Required task | From the listing below, pull out each line that contains the string "grass" and copy those lines unchanged.

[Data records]
* begin *
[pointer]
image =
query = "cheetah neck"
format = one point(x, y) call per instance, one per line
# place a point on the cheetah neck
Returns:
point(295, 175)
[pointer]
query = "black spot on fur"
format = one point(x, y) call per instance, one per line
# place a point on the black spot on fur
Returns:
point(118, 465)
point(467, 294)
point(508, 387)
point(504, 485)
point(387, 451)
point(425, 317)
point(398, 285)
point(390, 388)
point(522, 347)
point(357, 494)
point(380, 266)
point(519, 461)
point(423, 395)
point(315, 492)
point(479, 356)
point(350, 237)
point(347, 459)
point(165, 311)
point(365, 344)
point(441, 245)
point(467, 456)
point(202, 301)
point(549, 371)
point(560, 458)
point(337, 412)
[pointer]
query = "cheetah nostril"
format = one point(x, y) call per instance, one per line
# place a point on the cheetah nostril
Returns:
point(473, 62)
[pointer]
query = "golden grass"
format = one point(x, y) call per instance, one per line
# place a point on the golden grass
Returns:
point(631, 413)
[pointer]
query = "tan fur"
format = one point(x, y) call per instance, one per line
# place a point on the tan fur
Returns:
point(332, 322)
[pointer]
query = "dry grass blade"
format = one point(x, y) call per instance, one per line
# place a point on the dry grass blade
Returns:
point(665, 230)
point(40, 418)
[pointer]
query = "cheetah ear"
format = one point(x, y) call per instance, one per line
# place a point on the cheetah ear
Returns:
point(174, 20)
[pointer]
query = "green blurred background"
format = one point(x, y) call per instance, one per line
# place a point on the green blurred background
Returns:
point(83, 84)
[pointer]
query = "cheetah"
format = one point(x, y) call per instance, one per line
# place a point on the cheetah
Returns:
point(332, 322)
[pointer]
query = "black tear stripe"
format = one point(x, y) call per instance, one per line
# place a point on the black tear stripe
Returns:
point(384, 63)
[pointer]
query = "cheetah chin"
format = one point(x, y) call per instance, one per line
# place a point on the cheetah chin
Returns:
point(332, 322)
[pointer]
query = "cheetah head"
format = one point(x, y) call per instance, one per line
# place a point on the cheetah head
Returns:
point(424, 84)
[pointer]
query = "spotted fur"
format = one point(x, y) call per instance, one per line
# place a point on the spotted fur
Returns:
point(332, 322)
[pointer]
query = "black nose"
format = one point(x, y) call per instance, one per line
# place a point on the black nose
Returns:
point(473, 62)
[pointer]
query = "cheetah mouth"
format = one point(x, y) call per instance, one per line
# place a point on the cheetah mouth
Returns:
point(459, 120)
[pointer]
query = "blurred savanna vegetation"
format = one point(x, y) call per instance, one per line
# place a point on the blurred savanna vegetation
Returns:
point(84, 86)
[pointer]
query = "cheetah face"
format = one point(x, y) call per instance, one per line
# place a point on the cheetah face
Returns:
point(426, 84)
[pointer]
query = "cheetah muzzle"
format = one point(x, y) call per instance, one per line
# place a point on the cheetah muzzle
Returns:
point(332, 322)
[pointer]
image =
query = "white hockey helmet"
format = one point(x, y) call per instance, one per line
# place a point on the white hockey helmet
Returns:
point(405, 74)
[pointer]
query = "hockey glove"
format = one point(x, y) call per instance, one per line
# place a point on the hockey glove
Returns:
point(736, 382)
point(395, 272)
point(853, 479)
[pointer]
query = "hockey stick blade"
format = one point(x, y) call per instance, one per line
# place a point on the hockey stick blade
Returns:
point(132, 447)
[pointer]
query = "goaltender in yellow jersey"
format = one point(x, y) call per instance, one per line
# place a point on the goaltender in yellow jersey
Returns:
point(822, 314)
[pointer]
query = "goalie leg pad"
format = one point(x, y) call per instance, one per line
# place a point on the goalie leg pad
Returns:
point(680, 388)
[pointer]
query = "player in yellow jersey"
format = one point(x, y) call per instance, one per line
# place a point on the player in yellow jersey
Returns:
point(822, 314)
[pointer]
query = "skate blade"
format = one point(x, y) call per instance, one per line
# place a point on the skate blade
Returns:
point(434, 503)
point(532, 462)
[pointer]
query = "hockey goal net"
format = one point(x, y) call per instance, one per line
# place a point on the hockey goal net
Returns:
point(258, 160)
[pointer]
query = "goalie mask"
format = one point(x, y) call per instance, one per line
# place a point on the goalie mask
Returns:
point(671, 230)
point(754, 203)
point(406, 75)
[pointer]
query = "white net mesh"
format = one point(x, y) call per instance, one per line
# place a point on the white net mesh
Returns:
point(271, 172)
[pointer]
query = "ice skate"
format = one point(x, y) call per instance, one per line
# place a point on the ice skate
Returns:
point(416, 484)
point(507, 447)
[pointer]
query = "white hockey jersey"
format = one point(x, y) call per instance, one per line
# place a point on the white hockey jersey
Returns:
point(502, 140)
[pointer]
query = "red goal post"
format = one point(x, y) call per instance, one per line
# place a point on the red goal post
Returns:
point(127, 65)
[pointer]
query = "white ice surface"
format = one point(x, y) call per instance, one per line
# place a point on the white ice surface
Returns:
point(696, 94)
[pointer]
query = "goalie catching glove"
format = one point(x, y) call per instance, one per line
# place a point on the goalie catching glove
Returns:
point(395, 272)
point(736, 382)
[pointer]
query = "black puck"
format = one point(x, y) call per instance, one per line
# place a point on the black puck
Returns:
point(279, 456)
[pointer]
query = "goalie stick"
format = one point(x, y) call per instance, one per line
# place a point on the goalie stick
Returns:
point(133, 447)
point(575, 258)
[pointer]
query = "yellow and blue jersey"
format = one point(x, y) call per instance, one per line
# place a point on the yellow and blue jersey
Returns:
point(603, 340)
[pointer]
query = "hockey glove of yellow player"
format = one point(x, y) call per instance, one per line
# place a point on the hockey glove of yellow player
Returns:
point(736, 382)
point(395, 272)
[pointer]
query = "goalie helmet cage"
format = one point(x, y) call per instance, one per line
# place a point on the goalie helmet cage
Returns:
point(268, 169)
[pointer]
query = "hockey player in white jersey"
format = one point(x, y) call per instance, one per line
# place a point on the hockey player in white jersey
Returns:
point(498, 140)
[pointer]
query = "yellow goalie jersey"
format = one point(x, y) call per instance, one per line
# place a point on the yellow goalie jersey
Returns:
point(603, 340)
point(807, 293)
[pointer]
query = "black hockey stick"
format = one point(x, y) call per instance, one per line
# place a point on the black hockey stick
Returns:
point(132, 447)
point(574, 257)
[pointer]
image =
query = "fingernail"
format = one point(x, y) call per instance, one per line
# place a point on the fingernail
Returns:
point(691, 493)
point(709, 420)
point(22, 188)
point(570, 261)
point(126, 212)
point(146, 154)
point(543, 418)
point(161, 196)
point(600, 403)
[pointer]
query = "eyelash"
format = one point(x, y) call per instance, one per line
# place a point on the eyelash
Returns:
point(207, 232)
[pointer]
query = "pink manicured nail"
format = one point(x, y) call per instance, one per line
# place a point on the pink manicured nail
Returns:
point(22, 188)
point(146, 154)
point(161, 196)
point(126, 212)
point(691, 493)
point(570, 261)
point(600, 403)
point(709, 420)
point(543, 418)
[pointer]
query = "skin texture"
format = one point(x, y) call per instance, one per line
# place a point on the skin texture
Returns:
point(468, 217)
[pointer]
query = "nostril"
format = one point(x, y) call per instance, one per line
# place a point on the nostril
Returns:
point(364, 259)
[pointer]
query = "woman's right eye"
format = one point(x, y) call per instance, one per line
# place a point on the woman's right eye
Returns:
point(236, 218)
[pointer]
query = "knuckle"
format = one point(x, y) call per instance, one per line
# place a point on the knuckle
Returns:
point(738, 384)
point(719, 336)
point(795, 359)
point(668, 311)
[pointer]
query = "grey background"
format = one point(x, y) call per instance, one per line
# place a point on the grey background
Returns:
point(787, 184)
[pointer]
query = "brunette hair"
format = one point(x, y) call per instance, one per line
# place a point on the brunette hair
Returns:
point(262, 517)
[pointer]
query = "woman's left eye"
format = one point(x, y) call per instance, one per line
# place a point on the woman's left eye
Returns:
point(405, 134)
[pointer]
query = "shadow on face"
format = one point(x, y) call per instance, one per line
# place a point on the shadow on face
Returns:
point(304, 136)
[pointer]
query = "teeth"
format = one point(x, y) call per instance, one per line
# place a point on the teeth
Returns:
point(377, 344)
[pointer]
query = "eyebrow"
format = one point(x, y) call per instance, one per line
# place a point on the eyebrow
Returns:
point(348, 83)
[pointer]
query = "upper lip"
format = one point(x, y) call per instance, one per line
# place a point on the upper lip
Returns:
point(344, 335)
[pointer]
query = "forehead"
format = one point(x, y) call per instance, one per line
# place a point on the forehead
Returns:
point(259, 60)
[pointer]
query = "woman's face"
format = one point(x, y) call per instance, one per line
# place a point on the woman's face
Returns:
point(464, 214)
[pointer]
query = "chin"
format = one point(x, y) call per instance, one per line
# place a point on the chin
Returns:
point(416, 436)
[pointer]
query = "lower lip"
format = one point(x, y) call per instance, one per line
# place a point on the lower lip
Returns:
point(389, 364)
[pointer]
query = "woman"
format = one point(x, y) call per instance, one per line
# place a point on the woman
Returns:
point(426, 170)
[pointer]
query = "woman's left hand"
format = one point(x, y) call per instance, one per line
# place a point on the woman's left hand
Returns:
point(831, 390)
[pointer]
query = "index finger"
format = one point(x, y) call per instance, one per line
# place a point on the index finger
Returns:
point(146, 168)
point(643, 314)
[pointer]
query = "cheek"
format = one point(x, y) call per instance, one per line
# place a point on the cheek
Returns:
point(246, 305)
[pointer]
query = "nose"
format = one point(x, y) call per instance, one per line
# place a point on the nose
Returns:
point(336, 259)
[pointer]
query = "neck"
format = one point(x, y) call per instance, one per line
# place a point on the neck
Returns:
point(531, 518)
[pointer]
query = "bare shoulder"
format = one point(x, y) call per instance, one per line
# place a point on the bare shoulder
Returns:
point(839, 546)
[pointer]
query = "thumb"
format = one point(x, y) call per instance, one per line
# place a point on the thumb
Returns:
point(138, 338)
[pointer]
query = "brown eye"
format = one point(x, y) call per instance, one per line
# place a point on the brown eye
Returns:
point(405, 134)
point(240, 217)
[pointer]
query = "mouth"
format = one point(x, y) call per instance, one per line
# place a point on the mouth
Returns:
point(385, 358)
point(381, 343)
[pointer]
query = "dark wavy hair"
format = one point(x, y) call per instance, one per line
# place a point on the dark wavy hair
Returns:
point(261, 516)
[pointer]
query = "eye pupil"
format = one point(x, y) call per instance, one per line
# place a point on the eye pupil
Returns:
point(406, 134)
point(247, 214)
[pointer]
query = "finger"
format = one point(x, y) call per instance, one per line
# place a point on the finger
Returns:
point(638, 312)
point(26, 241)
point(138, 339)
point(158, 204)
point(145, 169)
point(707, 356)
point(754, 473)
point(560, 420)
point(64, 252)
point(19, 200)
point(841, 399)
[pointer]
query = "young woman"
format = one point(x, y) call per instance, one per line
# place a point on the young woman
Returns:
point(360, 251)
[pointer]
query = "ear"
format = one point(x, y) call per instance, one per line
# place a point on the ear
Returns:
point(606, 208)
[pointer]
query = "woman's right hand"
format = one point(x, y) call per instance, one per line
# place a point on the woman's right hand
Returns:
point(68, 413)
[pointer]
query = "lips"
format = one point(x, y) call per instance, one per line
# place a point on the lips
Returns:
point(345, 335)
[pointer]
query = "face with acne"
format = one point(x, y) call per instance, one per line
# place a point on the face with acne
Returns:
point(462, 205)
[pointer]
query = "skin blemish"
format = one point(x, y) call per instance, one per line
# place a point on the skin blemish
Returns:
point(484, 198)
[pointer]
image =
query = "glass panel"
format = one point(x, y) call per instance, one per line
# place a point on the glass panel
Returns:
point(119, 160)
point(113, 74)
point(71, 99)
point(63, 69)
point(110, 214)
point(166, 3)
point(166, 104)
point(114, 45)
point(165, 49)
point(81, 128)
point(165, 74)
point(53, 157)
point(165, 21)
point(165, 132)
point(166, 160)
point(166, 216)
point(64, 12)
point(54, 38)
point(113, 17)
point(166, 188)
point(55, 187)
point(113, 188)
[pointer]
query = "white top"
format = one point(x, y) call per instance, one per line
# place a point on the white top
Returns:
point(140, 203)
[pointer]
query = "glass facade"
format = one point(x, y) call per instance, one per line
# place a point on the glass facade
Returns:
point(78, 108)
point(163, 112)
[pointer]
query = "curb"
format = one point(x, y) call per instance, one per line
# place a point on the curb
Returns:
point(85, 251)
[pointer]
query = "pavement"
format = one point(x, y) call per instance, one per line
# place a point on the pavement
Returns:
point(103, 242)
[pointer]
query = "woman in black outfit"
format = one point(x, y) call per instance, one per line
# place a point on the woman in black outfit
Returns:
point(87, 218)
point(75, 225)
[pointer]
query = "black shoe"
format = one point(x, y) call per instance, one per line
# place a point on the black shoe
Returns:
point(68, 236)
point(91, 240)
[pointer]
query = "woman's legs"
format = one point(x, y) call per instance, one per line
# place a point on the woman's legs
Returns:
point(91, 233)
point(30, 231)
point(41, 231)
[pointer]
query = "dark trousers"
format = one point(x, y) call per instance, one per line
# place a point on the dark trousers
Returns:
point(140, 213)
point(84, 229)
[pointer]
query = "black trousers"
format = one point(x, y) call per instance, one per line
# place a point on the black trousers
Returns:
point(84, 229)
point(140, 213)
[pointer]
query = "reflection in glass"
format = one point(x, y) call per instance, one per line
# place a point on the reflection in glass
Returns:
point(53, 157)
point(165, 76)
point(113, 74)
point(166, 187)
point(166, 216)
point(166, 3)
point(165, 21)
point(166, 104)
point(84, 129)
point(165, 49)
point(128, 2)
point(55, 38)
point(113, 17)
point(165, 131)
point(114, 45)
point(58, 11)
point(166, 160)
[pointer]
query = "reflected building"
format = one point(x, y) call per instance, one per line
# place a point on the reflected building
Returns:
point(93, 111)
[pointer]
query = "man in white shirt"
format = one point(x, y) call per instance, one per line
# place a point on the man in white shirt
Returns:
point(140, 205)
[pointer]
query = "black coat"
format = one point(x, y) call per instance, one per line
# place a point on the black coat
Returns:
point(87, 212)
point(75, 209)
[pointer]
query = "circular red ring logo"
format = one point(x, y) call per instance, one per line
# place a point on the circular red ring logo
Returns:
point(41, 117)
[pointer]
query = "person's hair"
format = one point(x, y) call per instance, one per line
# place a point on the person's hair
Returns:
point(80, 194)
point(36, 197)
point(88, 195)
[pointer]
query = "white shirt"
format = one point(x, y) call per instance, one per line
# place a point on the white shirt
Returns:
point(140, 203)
* end *
Worked solution |
query = "golden grass"
# place a point on the golden grass
query = "dry grass blade"
# place a point on the dry grass blade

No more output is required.